____ PAGE EXTRACT
Saturday, January 28, 2023

What You Need to Know: The New Voter ID Law

Since evolving into one of the hot topics of 2011, voter ID legislation has been a cauldron stewing with political controversy.
Supporters believe the new regulations will protect our elections system from voter fraud, while opponents believe it will discriminate against some Mississippians and deny them their right to vote.
Whatever your corner of the ring, Mississippi House Bill 921 was officially enacted in January 2014 and registered voters will be required to present a valid photo ID to cast their votes in the upcoming Senate primary election this June. Signed, sealed, delivered – it’s the law.
So, instead of writing yet another opinion piece on why voter ID is bad or good, now it’s more important and in our best interest to focus on making sure that every voter in Mississippi knows the new voting requirements, is educated on how to attain a valid ID, and has information on how to request government-issued transportation to and from ID centers.
No voter should be denied a vote because she wasn’t properly informed.
On the surface, being required to have some form of government-issued photo identification to cast a vote doesn’t sound unreasonable. If you don’t have one, just go get one – right?
But on second thought, it’s not that simple. Some of us don’t own a computer or a television, are elderly or immobile, or live in communities where the nearest DMV or Circuit Court requires an afternoon road trip. Simply knowing about the new voting requirements, and knowing exactly how to comply with them, could prove to be fairly challenging.
________
____ DATASET SECTION
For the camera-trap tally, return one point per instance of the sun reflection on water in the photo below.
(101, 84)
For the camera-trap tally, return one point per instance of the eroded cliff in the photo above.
________
Reproduce word for word the passage of the voter ID article starting at "But on second" and ending at "be fairly challenging.".

→ **TASK RESPONSE**:
But on second thought, it’s not that simple. Some of us don’t own a computer or a television, are elderly or immobile, or live in communities where the nearest DMV or Circuit Court requires an afternoon road trip. Simply knowing about the new voting requirements, and knowing exactly how to comply with them, could prove to be fairly challenging.